╭─ Passage for review

Residents, health/dental community clash on Green Bay's fluoridization of water

GREEN BAY, Wis. - On Monday night, residents, dental and healthcare professionals, and others debated the necessity of continuing to add fluoride to the water supply during Green Bay's Protection and Welfare Committee meeting.

The issue was added onto the committee's agenda after Green Bay resident Brenda Staudenmaier asked the city to consider stopping the practice.

Staudenmaier says she believes fluoride is detrimental to many organs in the body, especially the brain and thyroid.

"We have over 196 research studies we've submitted that show that it causes brain damage, it causes learning disabilities, and all kinds of problems," Staudenmaier said.

Many residents sided with Staudenmaier, citing studies they said agreed with those claims.

The dental community, healthcare community, and others came to fluoride's defense, arguing that it is harmless to health and helps strengthen enamel while keeping teeth healthy.

"We have been following the recommendations of the Center for Disease Control and our local DNR," Nancy Quirk, general manager of Green Bay Water Utility, said. "I've done it for 30 years, fluoridating water supply based on their recommendations."
Dentists say they have seen an improvement in overall oral health after fluoride was added to Green Bay's water.

╰─
╭─ Supplied information

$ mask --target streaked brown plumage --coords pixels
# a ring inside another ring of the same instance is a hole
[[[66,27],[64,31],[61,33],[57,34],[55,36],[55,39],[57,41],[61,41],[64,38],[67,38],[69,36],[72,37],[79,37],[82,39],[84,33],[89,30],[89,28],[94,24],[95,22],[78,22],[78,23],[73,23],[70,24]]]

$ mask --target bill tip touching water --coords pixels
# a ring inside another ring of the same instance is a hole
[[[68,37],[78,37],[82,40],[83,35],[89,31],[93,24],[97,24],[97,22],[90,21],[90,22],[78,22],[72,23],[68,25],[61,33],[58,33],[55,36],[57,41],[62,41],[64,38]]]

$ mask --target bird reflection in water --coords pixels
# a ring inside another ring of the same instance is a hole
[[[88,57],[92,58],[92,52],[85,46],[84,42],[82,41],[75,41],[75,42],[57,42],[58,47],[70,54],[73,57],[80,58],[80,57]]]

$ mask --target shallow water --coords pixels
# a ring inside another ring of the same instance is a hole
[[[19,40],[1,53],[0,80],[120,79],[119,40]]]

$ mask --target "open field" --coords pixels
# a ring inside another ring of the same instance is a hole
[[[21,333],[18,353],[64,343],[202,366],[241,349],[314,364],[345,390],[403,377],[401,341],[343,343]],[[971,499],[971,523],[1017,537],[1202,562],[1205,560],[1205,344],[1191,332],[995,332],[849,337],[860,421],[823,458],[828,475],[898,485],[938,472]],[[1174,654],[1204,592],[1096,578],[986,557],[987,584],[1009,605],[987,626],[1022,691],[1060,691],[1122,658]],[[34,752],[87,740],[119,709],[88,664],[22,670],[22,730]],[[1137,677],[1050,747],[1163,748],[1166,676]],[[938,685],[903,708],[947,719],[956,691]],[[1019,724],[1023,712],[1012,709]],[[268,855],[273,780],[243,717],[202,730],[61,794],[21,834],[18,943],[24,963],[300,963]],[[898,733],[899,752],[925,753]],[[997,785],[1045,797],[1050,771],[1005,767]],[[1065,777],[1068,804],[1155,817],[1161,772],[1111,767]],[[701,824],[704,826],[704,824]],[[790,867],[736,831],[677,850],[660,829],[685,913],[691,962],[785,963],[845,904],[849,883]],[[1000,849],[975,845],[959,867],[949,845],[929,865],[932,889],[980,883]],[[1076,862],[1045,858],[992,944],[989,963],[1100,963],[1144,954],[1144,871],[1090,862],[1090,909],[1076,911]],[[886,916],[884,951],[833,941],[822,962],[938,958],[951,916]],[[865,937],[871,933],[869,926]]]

╰─

:: What to do ::
Continue the news article about the Green Bay debate over adding fluoride to the city's water, picking up after its last sentence.

:: Response to the task ::
"I'm definitely for it, there's a huge difference between the generation who had fluoride in water and the generation who didn't," Dr. Ellen Meyer, a dentist at Dental Associates of Green Bay, said. "We see it every day, the older patients, they're losing their teeth."
The discussion also focused on how much fluoride a person should be exposed to and if it benefits an individual's oral health to ingest fluoride from their water, versus just getting it from toothpaste alone. 
"I feel like there are a lot more reasons for me to feel concerned about the neurological aspects and also the effects on the interior of the body once fluoride is systematically applied to our water, compared to what happens to the dental health of a person," Green Bay resident Martin Zaharive said, who came to listen to the discussion and raise questions about the element.
The Protection and Welfare Committee decided to hold their vote on continuing to add fluoride to water until one of their next meetings on February 27th, so committee members may have more time to review the information presented from both sides.